--- BEGIN DATA FOR THIS EXERCISE ---
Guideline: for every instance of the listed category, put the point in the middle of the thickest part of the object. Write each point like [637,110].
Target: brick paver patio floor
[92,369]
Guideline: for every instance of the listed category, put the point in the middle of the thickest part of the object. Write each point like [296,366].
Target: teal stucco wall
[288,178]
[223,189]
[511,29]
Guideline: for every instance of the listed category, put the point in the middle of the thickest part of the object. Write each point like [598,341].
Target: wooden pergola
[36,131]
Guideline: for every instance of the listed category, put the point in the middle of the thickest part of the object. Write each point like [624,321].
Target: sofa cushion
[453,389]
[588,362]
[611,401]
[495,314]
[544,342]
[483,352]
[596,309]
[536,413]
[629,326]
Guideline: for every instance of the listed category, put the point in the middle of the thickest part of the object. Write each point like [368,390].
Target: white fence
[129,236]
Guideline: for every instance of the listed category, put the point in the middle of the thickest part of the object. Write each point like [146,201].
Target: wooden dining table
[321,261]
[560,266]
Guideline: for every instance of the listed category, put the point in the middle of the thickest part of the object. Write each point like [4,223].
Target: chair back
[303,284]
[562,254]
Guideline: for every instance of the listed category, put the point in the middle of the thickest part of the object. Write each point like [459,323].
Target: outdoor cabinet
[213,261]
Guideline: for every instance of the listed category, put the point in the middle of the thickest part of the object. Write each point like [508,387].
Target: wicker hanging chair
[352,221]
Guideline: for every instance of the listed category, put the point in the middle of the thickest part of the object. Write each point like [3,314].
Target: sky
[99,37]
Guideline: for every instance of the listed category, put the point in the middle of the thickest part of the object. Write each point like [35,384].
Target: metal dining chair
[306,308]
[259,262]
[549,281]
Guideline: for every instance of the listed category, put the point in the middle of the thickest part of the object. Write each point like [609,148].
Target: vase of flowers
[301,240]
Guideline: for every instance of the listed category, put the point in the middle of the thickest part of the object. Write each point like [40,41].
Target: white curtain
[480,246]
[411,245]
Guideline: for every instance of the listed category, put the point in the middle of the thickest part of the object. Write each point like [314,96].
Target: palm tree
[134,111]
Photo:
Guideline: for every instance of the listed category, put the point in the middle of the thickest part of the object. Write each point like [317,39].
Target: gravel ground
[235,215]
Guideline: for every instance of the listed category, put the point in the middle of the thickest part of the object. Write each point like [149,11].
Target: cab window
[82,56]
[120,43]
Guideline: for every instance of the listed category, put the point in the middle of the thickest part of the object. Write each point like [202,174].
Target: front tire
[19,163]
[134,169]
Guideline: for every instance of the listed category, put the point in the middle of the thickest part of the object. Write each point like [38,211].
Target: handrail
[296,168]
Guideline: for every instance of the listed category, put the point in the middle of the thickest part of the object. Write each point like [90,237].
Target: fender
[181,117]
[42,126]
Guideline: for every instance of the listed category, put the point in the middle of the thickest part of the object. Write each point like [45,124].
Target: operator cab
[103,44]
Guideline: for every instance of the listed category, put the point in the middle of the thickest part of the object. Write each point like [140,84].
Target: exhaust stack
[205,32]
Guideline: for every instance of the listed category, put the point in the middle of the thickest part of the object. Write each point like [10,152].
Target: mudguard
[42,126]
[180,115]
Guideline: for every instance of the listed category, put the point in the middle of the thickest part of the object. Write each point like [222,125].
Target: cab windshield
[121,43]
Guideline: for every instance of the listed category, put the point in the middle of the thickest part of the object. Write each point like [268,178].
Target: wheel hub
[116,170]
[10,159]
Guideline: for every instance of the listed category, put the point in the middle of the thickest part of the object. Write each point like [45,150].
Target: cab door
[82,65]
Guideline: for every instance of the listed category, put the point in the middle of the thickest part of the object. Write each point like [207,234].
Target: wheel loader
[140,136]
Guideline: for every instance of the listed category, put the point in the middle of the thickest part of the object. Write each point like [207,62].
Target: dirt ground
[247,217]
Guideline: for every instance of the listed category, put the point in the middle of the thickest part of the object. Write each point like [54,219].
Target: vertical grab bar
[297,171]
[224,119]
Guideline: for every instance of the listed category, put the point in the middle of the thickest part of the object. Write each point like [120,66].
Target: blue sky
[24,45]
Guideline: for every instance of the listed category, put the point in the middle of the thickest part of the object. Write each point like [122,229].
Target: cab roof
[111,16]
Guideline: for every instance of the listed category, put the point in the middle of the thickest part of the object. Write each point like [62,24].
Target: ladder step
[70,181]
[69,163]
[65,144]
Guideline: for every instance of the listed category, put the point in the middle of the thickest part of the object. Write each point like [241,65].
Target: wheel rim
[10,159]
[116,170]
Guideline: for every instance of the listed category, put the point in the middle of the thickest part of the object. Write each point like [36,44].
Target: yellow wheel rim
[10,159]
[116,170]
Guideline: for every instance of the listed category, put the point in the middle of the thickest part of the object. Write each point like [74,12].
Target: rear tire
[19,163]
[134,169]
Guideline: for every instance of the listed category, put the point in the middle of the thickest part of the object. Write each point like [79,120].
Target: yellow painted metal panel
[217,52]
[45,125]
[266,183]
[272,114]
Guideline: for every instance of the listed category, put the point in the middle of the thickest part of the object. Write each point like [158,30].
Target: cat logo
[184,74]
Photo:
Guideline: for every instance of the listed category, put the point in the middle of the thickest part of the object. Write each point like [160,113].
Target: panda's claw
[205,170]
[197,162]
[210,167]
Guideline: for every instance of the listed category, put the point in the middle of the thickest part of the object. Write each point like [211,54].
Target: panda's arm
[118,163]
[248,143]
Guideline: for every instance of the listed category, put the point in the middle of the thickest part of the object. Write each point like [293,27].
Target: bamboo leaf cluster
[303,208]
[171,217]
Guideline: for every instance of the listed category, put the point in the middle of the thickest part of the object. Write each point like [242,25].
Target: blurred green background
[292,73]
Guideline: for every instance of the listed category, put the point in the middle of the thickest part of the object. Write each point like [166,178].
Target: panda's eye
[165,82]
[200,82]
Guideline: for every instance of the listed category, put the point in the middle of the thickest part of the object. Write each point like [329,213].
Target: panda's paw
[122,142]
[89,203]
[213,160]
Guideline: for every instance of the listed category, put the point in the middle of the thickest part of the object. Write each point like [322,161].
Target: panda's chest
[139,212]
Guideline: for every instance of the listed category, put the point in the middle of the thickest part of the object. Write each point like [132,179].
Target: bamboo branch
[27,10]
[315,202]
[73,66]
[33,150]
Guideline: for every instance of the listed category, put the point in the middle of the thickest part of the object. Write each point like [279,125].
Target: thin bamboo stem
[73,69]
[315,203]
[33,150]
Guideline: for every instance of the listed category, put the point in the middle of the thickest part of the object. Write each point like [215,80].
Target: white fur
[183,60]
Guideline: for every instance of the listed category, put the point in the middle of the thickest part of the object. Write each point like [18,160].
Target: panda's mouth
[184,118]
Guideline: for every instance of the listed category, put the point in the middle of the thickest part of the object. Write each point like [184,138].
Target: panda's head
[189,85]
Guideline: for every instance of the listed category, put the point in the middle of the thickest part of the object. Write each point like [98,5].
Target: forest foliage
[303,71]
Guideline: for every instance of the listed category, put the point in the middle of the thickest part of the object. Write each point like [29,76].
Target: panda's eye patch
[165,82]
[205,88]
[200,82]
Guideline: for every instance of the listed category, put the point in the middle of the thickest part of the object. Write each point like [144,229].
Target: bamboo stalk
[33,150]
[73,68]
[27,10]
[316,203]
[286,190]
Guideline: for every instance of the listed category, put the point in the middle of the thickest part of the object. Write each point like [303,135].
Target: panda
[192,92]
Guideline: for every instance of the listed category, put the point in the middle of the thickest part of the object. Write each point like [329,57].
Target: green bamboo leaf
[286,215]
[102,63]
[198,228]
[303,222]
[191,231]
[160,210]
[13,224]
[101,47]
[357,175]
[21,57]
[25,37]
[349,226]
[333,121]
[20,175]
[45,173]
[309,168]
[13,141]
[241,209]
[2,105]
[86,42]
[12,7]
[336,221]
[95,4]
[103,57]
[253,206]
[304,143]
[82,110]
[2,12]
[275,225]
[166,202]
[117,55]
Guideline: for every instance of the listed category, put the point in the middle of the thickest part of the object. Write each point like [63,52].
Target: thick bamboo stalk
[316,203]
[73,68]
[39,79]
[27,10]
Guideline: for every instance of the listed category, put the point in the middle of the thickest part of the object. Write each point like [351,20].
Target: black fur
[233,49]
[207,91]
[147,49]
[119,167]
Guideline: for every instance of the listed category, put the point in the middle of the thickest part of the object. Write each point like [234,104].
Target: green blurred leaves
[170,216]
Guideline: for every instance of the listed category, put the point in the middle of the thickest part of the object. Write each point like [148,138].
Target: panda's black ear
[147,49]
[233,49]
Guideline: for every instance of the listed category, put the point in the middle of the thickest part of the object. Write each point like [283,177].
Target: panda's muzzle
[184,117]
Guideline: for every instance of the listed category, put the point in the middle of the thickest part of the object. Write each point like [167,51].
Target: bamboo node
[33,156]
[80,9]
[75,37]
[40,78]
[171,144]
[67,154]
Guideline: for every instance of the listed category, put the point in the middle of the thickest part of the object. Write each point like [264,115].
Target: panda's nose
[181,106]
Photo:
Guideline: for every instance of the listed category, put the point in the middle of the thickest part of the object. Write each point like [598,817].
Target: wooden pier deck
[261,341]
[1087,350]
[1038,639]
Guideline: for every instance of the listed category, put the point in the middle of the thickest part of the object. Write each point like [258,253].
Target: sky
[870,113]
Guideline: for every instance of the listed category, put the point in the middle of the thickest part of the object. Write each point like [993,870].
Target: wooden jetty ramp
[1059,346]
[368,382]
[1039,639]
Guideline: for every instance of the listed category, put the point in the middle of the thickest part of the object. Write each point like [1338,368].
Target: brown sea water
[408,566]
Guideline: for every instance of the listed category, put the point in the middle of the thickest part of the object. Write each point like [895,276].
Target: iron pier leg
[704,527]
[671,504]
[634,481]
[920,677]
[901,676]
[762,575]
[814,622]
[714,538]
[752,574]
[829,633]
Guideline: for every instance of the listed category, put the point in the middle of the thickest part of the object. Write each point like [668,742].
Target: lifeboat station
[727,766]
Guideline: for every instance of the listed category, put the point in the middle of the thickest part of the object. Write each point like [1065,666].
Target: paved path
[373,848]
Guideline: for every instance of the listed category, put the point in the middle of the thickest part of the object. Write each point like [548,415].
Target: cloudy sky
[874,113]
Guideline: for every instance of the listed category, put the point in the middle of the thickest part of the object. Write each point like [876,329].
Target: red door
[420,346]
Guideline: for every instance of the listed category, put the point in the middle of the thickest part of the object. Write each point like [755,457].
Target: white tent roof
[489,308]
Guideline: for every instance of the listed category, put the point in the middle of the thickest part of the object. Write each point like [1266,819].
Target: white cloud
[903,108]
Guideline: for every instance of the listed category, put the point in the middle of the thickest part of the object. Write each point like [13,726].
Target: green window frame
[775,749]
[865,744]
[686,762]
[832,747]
--- END DATA FOR THIS EXERCISE ---
[EXERCISE TASK] Output the line containing "point like [755,457]." and all lines after it to the end of the records, exactly as given.

[SOLVED EXERCISE]
Guideline: for every instance of the listed category, put the point in the middle of the thickest part of the object. Write each point like [755,457].
Target: white tent roof
[489,308]
Guideline: for every instance of the listed category, put the point in the middle of the thickest part of the object. Write each point like [1266,819].
Target: white cloud
[903,108]
Guideline: for every instance of the listed category, put the point in the middle of the thickest part of the object. Write each point like [13,726].
Target: green window frame
[775,749]
[865,744]
[686,762]
[832,747]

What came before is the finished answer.